**Source:**
I am trying to limit the output returned by the describe output to a subset of only those records with a count great than or equal to any given number.
My dataframe is a subset of a larger one, and is defined as:
df = evaluations[['score','garden_id']]
When I run describe on this,
df.groupby('garden_id').describe()
I would like to filter the returned data to those records where count > a specified number.
My output looks like:
Out[39]:
score
garden_id
37254 count 6
mean 20
std 0
min 20
25% 20
50% 20
75% 20
max 20
37273 count 1
mean 17
std NaN
min 17
25% 17
50% 17
75% 17
max 17
37284 count 1
mean 19
std NaN
min 19
25% 19
50% 19
75% 19
max 19
37288 count 1
mean 11
std NaN
min 11
25% 11
50% 11
...

**Dataset content:**
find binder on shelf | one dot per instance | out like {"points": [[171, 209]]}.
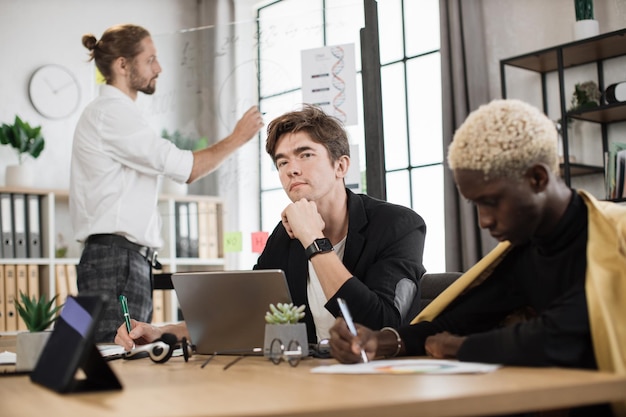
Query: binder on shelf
{"points": [[193, 228], [10, 286], [6, 208], [19, 225], [182, 229], [61, 284], [158, 310], [21, 279], [33, 281], [203, 229], [3, 322], [213, 231], [33, 225], [72, 283]]}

**Tasks and exercises:**
1. According to the forum post, which two columns of evaluations are selected to define df?
2. Print the forum post between "I am trying" and "any given number.", inclusive.
Rely solely on the forum post, not on the data.

**Expected responses:**
1. score and garden_id

2.
I am trying to limit the output returned by the describe output to a subset of only those records with a count great than or equal to any given number.